— start EXERCISE INPUT —

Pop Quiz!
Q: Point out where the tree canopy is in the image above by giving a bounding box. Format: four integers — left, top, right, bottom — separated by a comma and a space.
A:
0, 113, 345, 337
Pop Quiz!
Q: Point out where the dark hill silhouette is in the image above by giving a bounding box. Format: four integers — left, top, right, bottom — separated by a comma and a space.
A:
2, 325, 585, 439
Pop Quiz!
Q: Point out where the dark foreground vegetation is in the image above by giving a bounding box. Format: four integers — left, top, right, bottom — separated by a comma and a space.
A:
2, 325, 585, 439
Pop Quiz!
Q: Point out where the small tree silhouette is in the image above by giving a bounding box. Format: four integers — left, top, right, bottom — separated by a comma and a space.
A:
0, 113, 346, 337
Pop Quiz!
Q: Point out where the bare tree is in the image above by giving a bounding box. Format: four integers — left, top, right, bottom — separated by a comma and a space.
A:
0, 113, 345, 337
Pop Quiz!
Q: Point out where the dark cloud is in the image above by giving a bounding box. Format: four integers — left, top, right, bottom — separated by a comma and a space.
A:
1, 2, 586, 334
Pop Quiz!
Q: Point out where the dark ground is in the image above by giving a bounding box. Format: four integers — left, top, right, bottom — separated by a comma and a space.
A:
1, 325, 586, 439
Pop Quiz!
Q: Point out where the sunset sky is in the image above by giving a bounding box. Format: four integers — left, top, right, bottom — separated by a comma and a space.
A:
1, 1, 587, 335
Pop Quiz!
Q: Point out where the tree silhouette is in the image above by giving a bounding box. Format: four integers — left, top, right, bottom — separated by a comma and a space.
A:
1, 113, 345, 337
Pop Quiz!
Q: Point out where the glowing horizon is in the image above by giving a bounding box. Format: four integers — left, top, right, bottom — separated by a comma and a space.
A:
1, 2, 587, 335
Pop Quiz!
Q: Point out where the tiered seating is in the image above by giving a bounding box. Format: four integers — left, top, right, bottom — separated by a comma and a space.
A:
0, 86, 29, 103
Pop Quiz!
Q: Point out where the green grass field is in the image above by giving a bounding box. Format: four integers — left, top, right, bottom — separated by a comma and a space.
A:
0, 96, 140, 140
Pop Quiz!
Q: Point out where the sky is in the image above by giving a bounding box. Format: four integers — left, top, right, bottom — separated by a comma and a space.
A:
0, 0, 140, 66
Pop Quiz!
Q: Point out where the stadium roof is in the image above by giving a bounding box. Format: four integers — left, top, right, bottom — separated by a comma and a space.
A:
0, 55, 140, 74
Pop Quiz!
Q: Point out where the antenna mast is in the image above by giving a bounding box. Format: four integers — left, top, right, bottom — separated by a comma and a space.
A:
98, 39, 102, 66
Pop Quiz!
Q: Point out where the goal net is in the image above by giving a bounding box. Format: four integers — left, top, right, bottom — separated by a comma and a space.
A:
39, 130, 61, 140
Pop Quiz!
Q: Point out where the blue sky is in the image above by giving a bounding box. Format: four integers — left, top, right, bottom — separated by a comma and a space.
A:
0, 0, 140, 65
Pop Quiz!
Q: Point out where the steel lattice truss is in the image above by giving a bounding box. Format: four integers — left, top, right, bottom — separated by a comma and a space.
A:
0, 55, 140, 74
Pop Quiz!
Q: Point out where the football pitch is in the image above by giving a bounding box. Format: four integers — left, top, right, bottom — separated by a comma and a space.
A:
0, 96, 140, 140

— end EXERCISE INPUT —
— start EXERCISE INPUT —

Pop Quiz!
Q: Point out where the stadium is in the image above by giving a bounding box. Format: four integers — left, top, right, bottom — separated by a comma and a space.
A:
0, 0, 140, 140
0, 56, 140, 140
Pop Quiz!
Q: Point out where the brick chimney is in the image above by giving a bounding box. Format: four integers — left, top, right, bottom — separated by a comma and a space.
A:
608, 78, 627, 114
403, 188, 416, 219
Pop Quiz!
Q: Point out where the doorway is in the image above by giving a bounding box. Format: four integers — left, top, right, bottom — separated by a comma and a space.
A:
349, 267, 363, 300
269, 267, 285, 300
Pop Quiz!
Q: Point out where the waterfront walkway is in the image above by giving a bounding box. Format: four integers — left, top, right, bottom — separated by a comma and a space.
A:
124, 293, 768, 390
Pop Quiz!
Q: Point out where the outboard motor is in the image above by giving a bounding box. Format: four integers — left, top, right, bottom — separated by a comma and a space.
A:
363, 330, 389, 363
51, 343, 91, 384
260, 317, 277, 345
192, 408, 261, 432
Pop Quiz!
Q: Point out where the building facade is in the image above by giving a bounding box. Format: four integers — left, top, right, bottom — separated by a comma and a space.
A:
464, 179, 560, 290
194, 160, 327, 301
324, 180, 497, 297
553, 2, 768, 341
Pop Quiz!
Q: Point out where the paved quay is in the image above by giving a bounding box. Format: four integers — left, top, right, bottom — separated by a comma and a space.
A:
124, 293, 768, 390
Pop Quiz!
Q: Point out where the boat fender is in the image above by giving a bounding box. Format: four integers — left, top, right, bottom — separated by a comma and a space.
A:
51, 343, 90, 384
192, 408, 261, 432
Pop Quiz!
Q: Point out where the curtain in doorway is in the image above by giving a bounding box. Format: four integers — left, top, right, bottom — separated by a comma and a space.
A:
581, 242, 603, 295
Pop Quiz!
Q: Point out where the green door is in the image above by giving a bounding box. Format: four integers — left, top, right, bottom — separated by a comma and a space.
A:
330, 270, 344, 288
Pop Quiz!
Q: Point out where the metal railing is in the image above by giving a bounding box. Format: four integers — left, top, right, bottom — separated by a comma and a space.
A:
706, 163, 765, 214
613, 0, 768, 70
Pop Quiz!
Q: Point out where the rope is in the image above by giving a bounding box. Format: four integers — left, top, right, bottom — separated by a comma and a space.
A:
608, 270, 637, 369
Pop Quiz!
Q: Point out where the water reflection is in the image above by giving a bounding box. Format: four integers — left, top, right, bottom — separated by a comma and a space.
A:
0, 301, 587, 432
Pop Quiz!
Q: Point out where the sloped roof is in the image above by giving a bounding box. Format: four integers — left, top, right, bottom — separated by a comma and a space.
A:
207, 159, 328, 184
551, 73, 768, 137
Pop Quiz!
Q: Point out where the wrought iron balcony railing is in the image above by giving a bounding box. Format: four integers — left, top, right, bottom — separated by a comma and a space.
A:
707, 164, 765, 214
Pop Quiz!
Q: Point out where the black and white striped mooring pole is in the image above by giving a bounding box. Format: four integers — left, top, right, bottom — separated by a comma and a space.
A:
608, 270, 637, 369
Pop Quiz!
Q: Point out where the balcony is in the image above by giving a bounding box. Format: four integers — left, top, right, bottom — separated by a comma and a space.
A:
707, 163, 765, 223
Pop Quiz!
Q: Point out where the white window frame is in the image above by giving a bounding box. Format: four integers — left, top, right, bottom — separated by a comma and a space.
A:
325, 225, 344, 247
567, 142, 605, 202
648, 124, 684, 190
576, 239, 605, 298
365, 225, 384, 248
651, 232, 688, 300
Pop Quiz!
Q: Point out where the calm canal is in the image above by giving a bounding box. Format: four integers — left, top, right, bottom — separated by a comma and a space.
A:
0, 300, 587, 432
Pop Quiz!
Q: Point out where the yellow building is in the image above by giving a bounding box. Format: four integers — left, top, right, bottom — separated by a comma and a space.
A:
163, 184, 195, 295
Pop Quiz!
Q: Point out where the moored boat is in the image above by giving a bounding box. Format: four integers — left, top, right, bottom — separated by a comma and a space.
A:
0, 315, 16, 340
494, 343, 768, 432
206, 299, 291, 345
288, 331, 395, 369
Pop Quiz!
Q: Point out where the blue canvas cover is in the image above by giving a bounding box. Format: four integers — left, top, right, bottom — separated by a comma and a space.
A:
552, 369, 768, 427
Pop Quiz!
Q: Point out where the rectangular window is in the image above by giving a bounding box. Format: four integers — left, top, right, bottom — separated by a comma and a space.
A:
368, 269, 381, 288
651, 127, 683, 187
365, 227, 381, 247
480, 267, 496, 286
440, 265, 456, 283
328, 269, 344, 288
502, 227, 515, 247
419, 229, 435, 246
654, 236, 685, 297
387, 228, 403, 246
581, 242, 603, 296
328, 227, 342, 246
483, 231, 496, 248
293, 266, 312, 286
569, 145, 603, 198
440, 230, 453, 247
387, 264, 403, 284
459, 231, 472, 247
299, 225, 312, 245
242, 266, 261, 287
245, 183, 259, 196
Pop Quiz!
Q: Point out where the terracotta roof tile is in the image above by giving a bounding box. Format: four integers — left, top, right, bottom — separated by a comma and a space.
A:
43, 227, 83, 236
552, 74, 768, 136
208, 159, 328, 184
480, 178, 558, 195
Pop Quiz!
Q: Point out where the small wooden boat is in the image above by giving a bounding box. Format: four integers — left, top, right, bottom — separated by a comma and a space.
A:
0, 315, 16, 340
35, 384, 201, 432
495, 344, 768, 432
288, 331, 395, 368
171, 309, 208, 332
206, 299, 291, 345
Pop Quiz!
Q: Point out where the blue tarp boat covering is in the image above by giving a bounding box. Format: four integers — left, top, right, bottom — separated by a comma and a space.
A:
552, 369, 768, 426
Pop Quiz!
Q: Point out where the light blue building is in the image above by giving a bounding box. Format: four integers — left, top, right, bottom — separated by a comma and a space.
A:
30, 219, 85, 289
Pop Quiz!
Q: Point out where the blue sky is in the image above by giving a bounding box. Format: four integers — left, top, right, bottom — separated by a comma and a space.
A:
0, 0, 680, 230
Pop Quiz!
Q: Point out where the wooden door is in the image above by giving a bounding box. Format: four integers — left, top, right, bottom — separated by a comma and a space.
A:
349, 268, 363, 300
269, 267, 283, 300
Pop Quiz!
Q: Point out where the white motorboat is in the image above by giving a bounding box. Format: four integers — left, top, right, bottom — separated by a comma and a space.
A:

— end EXERCISE INPUT —

REQUIRED WORK.
Tally the lines of the records above that contain the string "balcony", treating uppercase and lowercase letters as distinct, and give only the number.

OUTPUT FOR THIS TASK.
2